So lawns really didn’t catch on until the industrial revolution ushered in hand-mowers, and the Department of Agriculture collaborated with U.S. Golf Association (ahem, Anglophile alert!) to develop a super resistant sod that could proliferate in America’s rich bio-diversity. Now every working class American could live like a king, with a lovely lawn to surround their little castle. No wonder they called it the American Dream. It’s all an illusion, a paean to a false prosperity that worships domesticating nature over coexisting with it.

2 col kibitzer IMG_0998Lawns are one of the last remaining excesses of the Empire – along with polo, Marmite and Sundowners (those lovely gin and tonics they enjoy in colonized lands). Well, the Empire collapsed a century ago, and lawns are ready for their decomposition as well.

It’s a different world now. The drought is spectacularly real. We are facing a crisis of calamitous proportions. On June 11, Transition Laguna hosted Jay Famiglietti, a senior water scientist at NASA’s Jet Propulsion Lab, and the national media’s go to drought guy. He showered us with scientific evidence that groundwater, our primary source of water, is drying up at an ever increasing rate. That summer we had last winter? That’s a record-setting dry spell.

So let’s start being real. That water we import now – meaning 100% of our water- is from the Delta or Colorado rivers. Very far away, and water rights will get very contentious. We are at the losing end of that argument. Literally.

Second, there are no magic bullets. Desalinization is wildly expensive, inefficient, and polluting. And they take 20 years to build. We don’t have the time, money, or real estate. Ditto aqueducts from exotic, faraway places. There are towns in California, right here and now, where faucets don’t run. And their water is trucked in and distributed in small bottles. Imagine taking a bath in Aquafina.

But we have a chance, if, as Jay suggests, we change our relationship with water, and treat it as the precious commodity it is. Sparingly, with great care, and only when needed. And then recapture, recycle, and reuse it. Again and again. Instead of plundering millions of gallons each day into our ocean, never to be seen again. It’s the very essence of permaculture and living in sync with the planet and the new way forward in a world of prolonged scarcity.

To the city’s credit, they’re tackling lots of little things now, like waterless urinals and reduced flush valves, changing their policy on washing city cars, installing smart irrigation systems and low flow sprinkler systems wherever possible, and planting drought tolerant materials on newer landscaping projects. All admirable arrows in the quiver.
————————
**EXERCISE**. Reproduce the passage of the essay on lawns and drought verbatim, starting at "But we have" and ending at "of prolonged scarcity.". The entries that follow have no connection to the essay on lawns and drought.

**DATA PROVIDED**.
————————
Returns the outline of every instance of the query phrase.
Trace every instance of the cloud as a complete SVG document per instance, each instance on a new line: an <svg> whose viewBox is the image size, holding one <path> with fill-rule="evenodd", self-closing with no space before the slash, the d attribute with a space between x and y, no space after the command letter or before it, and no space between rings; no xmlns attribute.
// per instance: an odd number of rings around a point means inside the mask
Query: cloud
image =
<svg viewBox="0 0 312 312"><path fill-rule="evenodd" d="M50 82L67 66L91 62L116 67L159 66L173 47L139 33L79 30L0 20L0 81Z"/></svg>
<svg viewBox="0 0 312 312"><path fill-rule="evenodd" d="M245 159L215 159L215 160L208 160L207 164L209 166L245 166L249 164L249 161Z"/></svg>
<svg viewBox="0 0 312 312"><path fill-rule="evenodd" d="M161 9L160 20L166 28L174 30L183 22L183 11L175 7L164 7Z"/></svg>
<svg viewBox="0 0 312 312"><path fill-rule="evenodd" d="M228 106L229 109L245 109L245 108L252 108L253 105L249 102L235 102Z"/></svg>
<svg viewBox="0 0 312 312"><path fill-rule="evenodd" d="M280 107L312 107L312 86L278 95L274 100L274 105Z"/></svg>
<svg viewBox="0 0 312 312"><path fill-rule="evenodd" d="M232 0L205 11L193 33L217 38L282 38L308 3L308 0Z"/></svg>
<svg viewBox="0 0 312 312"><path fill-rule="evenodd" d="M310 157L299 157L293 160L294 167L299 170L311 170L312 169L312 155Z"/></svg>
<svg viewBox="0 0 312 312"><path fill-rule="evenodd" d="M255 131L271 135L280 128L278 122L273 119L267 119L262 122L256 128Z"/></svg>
————————
**TASK SOLUTION**.
But we have a chance, if, as Jay suggests, we change our relationship with water, and treat it as the precious commodity it is. Sparingly, with great care, and only when needed. And then recapture, recycle, and reuse it. Again and again. Instead of plundering millions of gallons each day into our ocean, never to be seen again. It’s the very essence of permaculture and living in sync with the planet and the new way forward in a world of prolonged scarcity.